***** Passage given *****

‘I May Destroy You’ Episode 3 Recap: “Don’t Forget the Sea”

It might not be the right time, but there’s something about episode 3 of  I May Destroy You, “Don’t Forget the Sea.”

I May Destroy You Season 1:

Episode 1 – “Eyes Eyes Eyes Eyes”

Episode 2 – “Someone is Lying”

Episode 3 – “Don’t Forget the Sea”

I’ve always loved the ocean. Its salty scent, the way it laps up on the sand and the way it sifts, cresting foam of blues and darker hues. It’s a painter’s dream come true. There is a downside to all of that beauty, however. There’s something called an undertow. It’s violent. It knows no soul, neither does it care about it. You could happily call a lifeguard, but we all know that’s silly. The waves don’t care about you. Welcome to the third episode of I May Destroy (HBO) titled “Don’t Forget the Sea.”

We open up 3 months earlier on the sun-drenched streets of Ostia, Italy, where Arabella (Michaela Cole) is hashing out her next solipsistic work of art. As stated before, it’s more of an all-expenses-paid work trip than a holiday, though the posh digs she’s put up in has her newly touched-down girl, Terry (Weruche Opia), thinking otherwise. This includes a four-post bed Terry vows to totally post-up on before her stay is over. She may have met her new match-ress.

*****

Brief A: Translate this sentence from the episode recap into Spanish: "The waves don’t care about you."

***** Listing *****

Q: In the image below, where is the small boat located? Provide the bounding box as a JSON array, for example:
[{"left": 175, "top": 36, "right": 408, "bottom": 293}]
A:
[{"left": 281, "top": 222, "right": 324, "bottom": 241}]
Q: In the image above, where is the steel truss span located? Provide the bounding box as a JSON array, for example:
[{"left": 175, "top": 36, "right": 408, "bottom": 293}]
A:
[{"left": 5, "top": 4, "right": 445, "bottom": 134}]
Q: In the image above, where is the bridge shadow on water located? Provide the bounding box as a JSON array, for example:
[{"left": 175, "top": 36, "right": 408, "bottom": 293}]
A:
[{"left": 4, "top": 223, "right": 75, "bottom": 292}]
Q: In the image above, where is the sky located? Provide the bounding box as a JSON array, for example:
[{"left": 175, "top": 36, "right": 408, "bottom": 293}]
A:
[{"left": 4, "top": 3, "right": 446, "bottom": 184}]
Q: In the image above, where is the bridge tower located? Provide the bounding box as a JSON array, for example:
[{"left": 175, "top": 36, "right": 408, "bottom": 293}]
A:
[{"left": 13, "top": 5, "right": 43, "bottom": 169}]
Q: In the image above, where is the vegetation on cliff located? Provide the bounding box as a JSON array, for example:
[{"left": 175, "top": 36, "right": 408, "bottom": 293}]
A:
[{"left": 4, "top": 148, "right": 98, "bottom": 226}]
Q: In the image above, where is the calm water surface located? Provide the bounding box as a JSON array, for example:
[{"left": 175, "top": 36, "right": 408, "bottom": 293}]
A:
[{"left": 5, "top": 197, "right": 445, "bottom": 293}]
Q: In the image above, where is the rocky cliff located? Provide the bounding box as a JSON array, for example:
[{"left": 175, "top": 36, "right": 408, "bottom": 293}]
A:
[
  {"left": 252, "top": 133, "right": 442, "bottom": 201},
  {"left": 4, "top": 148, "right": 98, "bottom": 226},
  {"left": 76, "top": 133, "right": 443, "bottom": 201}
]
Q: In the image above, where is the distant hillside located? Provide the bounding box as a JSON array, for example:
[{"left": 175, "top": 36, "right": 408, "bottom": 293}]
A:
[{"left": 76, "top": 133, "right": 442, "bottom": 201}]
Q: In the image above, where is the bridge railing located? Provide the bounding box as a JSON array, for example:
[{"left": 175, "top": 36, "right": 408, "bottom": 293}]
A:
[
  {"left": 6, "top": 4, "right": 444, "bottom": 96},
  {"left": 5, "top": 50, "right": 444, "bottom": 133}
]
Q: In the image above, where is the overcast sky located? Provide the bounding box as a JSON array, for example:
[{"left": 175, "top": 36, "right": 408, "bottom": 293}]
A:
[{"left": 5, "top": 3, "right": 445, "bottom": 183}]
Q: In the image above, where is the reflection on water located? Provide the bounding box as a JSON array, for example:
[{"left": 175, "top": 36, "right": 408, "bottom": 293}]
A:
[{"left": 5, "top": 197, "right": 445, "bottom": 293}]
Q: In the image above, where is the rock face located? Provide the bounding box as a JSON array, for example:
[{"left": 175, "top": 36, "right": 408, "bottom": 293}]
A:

*****

Brief B: Switch "located" to "positioned" in the records, from the line that contains "Q: In the image above, where is the calm" through the end of the records. Give back only those lines, with nothing else changed.

Full output A: A las olas no les importas.

Full output B:
Q: In the image above, where is the calm water surface positioned? Provide the bounding box as a JSON array, for example:
[{"left": 175, "top": 36, "right": 408, "bottom": 293}]
A:
[{"left": 5, "top": 197, "right": 445, "bottom": 293}]
Q: In the image above, where is the rocky cliff positioned? Provide the bounding box as a JSON array, for example:
[{"left": 175, "top": 36, "right": 408, "bottom": 293}]
A:
[
  {"left": 252, "top": 133, "right": 442, "bottom": 201},
  {"left": 4, "top": 148, "right": 98, "bottom": 226},
  {"left": 76, "top": 133, "right": 443, "bottom": 201}
]
Q: In the image above, where is the distant hillside positioned? Provide the bounding box as a JSON array, for example:
[{"left": 175, "top": 36, "right": 408, "bottom": 293}]
A:
[{"left": 76, "top": 133, "right": 442, "bottom": 201}]
Q: In the image above, where is the bridge railing positioned? Provide the bounding box as a JSON array, for example:
[{"left": 175, "top": 36, "right": 408, "bottom": 293}]
A:
[
  {"left": 6, "top": 4, "right": 444, "bottom": 96},
  {"left": 5, "top": 50, "right": 444, "bottom": 133}
]
Q: In the image above, where is the overcast sky positioned? Provide the bounding box as a JSON array, for example:
[{"left": 175, "top": 36, "right": 408, "bottom": 293}]
A:
[{"left": 5, "top": 3, "right": 445, "bottom": 183}]
Q: In the image above, where is the reflection on water positioned? Provide the bounding box as a JSON array, for example:
[{"left": 175, "top": 36, "right": 408, "bottom": 293}]
A:
[{"left": 5, "top": 197, "right": 445, "bottom": 293}]
Q: In the image above, where is the rock face positioned? Provide the bounding box as a JSON array, for example:
[{"left": 175, "top": 36, "right": 408, "bottom": 293}]
A:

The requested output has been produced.